== What is needed ==
Return each line of the data below exactly, omitting any pictures.

** Opening Data for this exercise block **

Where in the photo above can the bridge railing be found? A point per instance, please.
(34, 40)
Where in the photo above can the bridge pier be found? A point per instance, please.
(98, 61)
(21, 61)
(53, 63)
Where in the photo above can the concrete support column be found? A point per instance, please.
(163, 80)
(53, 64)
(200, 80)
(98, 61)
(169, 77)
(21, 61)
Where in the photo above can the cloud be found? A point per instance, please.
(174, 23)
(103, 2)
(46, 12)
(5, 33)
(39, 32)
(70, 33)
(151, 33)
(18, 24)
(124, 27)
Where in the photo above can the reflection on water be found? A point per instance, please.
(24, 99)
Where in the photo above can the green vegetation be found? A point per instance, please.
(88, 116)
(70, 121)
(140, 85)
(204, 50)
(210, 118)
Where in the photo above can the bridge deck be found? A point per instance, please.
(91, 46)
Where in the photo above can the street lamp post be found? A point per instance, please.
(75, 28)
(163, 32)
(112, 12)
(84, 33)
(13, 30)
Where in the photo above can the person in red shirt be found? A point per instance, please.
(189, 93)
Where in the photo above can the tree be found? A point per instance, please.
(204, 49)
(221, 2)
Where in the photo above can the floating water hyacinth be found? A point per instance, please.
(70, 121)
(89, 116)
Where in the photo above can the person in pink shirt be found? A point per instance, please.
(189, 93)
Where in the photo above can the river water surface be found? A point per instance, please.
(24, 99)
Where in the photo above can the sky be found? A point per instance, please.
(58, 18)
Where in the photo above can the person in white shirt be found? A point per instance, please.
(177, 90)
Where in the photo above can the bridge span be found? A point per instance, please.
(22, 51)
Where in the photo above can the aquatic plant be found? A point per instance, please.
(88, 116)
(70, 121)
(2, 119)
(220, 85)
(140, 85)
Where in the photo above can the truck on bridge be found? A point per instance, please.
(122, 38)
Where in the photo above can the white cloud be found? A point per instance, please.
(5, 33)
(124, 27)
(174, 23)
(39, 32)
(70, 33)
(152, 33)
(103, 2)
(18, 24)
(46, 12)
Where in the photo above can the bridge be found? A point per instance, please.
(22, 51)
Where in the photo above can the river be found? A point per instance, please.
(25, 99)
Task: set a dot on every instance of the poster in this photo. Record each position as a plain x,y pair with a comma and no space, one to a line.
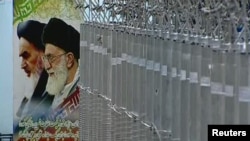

** Closing Data for this exercise block **

== Reply ==
Where in the photo above can the bridge railing be found? A point per instance, please.
(34, 40)
Where in the photo above can the bridge pier be found? A point per instance, please.
(98, 61)
(21, 61)
(53, 63)
Where in the photo above can the concrete support column be found? A point per instance, please.
(163, 80)
(53, 64)
(200, 80)
(98, 61)
(169, 77)
(21, 61)
Where in the photo above can the cloud be found? A point per instance, please.
(174, 23)
(103, 2)
(46, 12)
(5, 33)
(39, 32)
(70, 33)
(151, 33)
(18, 24)
(124, 27)
Where in the photo above can the reflection on water be found? A point per instance, please.
(24, 99)
Where in the photo above can the green vegetation be found? A point per instance, please.
(88, 116)
(70, 121)
(140, 85)
(204, 50)
(210, 118)
Where in the photo above can the bridge deck be found? A point per instance, please.
(91, 46)
Where in the photo above can the street lamp post be found? A point per instance, please.
(75, 28)
(163, 32)
(112, 12)
(84, 33)
(13, 30)
Where in the photo above can the person in red shirt be found? A point per instance, please.
(189, 93)
Where in the photo above can the tree be found? A point per instance, please.
(204, 49)
(221, 2)
Where in the photo above can the floating water hyacinth be found? A point per instance, please.
(70, 121)
(89, 116)
Where in the photo above can the person in pink shirt be found? A point per instance, please.
(189, 93)
Where in the photo above can the river water surface be found? A point per instance, please.
(24, 99)
Where in the photo above can the sky be found? A point per instance, please.
(58, 18)
Where in the photo above can the person in white shirt be found? A point per instance, please.
(177, 90)
Where in the photo above can the bridge span be found? A point per instance, please.
(22, 51)
Where in the photo above can the aquatic plant be found? A point per instance, please.
(88, 116)
(70, 121)
(2, 119)
(220, 85)
(140, 85)
Where in the photo above can the truck on bridge be found? A point per instance, please.
(122, 38)
Where in the photo above can the white cloud be found? A point per instance, please.
(5, 33)
(124, 27)
(174, 23)
(39, 32)
(70, 33)
(152, 33)
(103, 2)
(18, 24)
(46, 12)
Where in the photo above can the bridge be found? A point per instance, please.
(22, 51)
Where in the photo above can the river be found? A point per instance, please.
(25, 99)
Task: set a dot on every instance of the poster in this photo. Record each position as a plain x,y pair with a comma and no space, one to a line.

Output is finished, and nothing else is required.